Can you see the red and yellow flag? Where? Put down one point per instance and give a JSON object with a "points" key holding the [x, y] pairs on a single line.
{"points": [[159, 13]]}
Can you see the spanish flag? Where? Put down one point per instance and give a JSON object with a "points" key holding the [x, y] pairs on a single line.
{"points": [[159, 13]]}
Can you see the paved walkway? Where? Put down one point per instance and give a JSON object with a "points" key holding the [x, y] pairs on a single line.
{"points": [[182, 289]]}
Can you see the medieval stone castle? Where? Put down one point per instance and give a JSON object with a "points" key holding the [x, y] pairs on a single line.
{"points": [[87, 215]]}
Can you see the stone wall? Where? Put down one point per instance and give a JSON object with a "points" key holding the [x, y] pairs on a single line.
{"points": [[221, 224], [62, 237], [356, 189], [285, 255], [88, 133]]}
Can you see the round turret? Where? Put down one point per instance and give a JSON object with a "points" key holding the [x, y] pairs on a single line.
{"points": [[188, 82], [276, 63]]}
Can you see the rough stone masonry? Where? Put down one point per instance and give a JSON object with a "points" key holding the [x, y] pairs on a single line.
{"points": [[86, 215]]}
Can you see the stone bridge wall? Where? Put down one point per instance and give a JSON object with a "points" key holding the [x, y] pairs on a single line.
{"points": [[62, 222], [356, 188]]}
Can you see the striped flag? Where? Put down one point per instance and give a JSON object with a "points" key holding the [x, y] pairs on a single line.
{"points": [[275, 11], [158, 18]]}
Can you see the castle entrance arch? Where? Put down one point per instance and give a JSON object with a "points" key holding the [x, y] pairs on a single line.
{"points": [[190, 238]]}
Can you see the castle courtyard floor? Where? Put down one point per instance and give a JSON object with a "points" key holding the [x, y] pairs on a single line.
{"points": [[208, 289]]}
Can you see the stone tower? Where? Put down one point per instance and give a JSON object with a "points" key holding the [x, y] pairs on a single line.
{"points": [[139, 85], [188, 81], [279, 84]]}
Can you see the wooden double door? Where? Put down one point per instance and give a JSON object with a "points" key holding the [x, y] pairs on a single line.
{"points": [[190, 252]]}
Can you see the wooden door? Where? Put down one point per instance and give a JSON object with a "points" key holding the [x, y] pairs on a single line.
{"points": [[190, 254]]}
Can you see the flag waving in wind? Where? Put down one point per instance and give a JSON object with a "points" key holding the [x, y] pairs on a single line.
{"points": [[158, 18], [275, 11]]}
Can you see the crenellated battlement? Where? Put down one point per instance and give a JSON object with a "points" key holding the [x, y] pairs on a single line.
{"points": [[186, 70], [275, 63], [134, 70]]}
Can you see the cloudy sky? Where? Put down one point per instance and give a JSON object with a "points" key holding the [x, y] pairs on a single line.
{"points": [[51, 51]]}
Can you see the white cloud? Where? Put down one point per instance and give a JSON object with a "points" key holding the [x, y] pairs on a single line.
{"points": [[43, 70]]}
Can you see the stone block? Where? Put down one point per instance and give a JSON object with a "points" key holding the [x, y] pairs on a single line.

_What to produce_. Put every line of the data above into a Markdown table with the columns Number and Line, numbering the rows in order and leaving out any blank lines.

_Solution_.
| Number | Line |
|---|---|
| 1 | Can you see the red and yellow flag? Where? Put down one point per instance and give a JSON object with a "points" key holding the [x, y] pairs on a single line. |
| 2 | {"points": [[159, 13]]} |
| 3 | Can you see the spanish flag? Where? Put down one point per instance and give a JSON object with a "points" key holding the [x, y] pairs on a single line. |
| 4 | {"points": [[159, 13]]} |
| 5 | Can you see the paved walkway? Where? Put down one point per instance and give a JSON object with a "points" key holding the [x, y] pairs on a single line. |
| 6 | {"points": [[182, 289]]} |
| 7 | Can you see the medieval stone castle? Where? Put down one point per instance and give a JSON object with a "points" key holding the [x, y] pairs on a single line. |
| 8 | {"points": [[87, 215]]} |
| 9 | Can you see the stone wall? Where? Put down one point per instance and give a JSON object with a "points" key holding the [x, y] pairs on a single line. |
| 10 | {"points": [[221, 224], [62, 237], [356, 189], [285, 255], [88, 133]]} |
| 11 | Can you see the round turret? Where? Put down one point per instance and give a JSON object with a "points" key holding the [x, y] pairs on a single line. |
| 12 | {"points": [[188, 82], [276, 63]]} |
| 13 | Can you see the rough stone masonry? Where? Put down one point per instance and give a JSON object with a "points" key holding the [x, y] pairs on a single line. |
| 14 | {"points": [[86, 215]]} |
| 15 | Can you see the stone bridge wall? Where? Put down one point per instance and give a JSON object with a "points" key holding the [x, y] pairs on a single line. |
| 16 | {"points": [[62, 222], [356, 188]]} |
| 17 | Can you see the striped flag? Where? Put down one point per instance and give a JSON object with a "points" key holding the [x, y] pairs on a single line. |
| 18 | {"points": [[275, 11], [158, 18]]} |
| 19 | Can you see the castle entrance arch? Where? Put down one point per instance and give a JSON object with a "points" key holding the [x, y] pairs on a single line. |
| 20 | {"points": [[190, 238]]} |
| 21 | Can you see the castle courtyard floor? Where? Put down one point per instance and give a JSON object with a "points" key holding the [x, y] pairs on a single line. |
| 22 | {"points": [[208, 289]]} |
| 23 | Can you see the stone tower? Where? Put down one point per instance and give a JSON object with a "points" key holding the [x, y] pairs on a single line. |
| 24 | {"points": [[139, 85], [188, 81], [279, 84]]} |
| 25 | Can you see the wooden double door? Where? Put down one point per instance and give a JSON object with a "points" key holding the [x, y] pairs on a single line. |
| 26 | {"points": [[190, 252]]} |
| 27 | Can you see the wooden door? Where? Put down one point per instance and give a JSON object with a "points" key holding the [x, y] pairs on a single line. |
| 28 | {"points": [[190, 254]]} |
| 29 | Can you see the flag waving in wind? Where? Put down one point per instance and give a JSON object with a "points" key holding the [x, y] pairs on a single line. |
| 30 | {"points": [[158, 18], [275, 11]]} |
| 31 | Can you see the crenellated battlement? Where? Put down one point per instance and give a JSON object with a "points" key holding the [x, y] pairs on a single line. |
| 32 | {"points": [[186, 70], [275, 63], [134, 70]]} |
| 33 | Can you see the cloudy sky? Where? Put down one point per instance and give a JSON object with a "points" key holding the [x, y] pairs on a single line. |
| 34 | {"points": [[51, 51]]} |
| 35 | Can you see the white cloud? Where? Put down one point per instance and give a JSON object with a "points" key holding the [x, y] pairs on a single line. |
| 36 | {"points": [[43, 70]]} |
| 37 | Can you see the stone block? Where? Put down one point per instance and give a JSON object with a "points" key holding the [x, y] pairs on a single line. |